§ The exercise: Please copy the material below, swapping every "Target" for "Label" and leaving everything else unchanged.

§ Excerpted data:
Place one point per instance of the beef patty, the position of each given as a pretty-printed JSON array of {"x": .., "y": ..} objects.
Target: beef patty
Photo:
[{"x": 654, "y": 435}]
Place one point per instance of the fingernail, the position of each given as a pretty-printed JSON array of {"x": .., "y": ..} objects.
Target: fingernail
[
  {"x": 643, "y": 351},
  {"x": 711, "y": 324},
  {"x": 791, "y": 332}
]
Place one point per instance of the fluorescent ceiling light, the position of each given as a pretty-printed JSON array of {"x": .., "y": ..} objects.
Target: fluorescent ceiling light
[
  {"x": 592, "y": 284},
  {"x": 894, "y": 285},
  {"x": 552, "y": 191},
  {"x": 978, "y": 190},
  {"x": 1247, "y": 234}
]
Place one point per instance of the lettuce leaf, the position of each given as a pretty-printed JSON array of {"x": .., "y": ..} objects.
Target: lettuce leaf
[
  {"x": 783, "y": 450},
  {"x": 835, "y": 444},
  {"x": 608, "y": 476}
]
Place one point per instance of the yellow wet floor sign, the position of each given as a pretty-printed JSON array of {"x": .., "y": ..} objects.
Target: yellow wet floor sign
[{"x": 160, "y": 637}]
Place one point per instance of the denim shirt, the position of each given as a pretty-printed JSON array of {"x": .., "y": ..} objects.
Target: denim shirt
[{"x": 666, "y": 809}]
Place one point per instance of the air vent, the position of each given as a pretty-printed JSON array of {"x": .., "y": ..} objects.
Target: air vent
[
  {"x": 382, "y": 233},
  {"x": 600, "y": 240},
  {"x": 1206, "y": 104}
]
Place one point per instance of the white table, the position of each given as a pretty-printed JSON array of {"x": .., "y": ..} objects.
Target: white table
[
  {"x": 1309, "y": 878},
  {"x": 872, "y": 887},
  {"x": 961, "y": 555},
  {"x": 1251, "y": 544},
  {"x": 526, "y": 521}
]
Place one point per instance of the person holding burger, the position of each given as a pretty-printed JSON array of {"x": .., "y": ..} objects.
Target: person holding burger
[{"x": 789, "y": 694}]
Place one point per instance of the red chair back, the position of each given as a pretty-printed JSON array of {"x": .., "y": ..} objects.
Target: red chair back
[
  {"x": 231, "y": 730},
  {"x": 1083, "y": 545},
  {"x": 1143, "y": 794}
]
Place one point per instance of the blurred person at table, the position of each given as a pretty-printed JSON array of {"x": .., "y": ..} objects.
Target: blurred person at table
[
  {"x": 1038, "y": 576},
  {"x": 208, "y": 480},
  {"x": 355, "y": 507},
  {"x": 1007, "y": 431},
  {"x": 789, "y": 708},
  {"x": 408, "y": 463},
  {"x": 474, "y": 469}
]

§ Result:
Place one point per instance of the beef patty, the position of each given as a pretty-printed JSON array of {"x": .., "y": ..} objects.
Label: beef patty
Photo:
[{"x": 654, "y": 435}]
Place one point per instance of the fingernail, the position of each given as a pretty-printed JSON array of {"x": .., "y": ..} objects.
Label: fingernail
[
  {"x": 643, "y": 351},
  {"x": 711, "y": 324},
  {"x": 791, "y": 332}
]
Place one point per instance of the fluorescent ceiling light, the position of each given as a pretty-printed JSON array of {"x": .., "y": ..} objects.
Label: fluorescent ceiling light
[
  {"x": 592, "y": 284},
  {"x": 894, "y": 285},
  {"x": 552, "y": 191},
  {"x": 978, "y": 190},
  {"x": 1247, "y": 234}
]
Place one point per instance of the lettuce leaf, the position of each given as a pretty-printed JSON array of {"x": .., "y": ..} objects.
Label: lettuce leaf
[
  {"x": 783, "y": 450},
  {"x": 835, "y": 444},
  {"x": 608, "y": 476}
]
Place one point per instance of the yellow wet floor sign, the position of each given as a pretty-printed JSON array of {"x": .., "y": ..} objects.
Label: yellow wet floor sign
[{"x": 160, "y": 637}]
Place one point per instance of the denim shirt, the position of each given as a pretty-printed JSON array of {"x": .., "y": ..} objects.
Label: denim shirt
[{"x": 666, "y": 809}]
Place one point per instance of the air vent, the position of each given as a pretty-printed JSON array of {"x": .., "y": ..} objects.
Label: air vent
[
  {"x": 382, "y": 233},
  {"x": 600, "y": 240},
  {"x": 1206, "y": 104}
]
Place one point per instance of the white table, the position of each given as a pretty-printed JSON array of {"x": .., "y": ..} objects.
Label: white table
[
  {"x": 1309, "y": 878},
  {"x": 872, "y": 887},
  {"x": 961, "y": 555},
  {"x": 1251, "y": 544},
  {"x": 526, "y": 521}
]
Place one point per instance of the person holding burger, the position of each given as a pretty-printed JSON array of {"x": .., "y": ..} objects.
Label: person holding burger
[{"x": 789, "y": 694}]
Place one point per instance of the red chair back, the position of each given as a pretty-printed JSON array of {"x": .., "y": ..} objects.
Label: red chair back
[
  {"x": 231, "y": 730},
  {"x": 1083, "y": 545},
  {"x": 1143, "y": 794}
]
Place one point per instance of the blurred person at table, the position of each given as a pretty-printed JSON array of {"x": .., "y": ..} objects.
Label: blurred person at table
[
  {"x": 1038, "y": 576},
  {"x": 208, "y": 480},
  {"x": 355, "y": 507},
  {"x": 1007, "y": 431},
  {"x": 789, "y": 708},
  {"x": 408, "y": 463},
  {"x": 474, "y": 469}
]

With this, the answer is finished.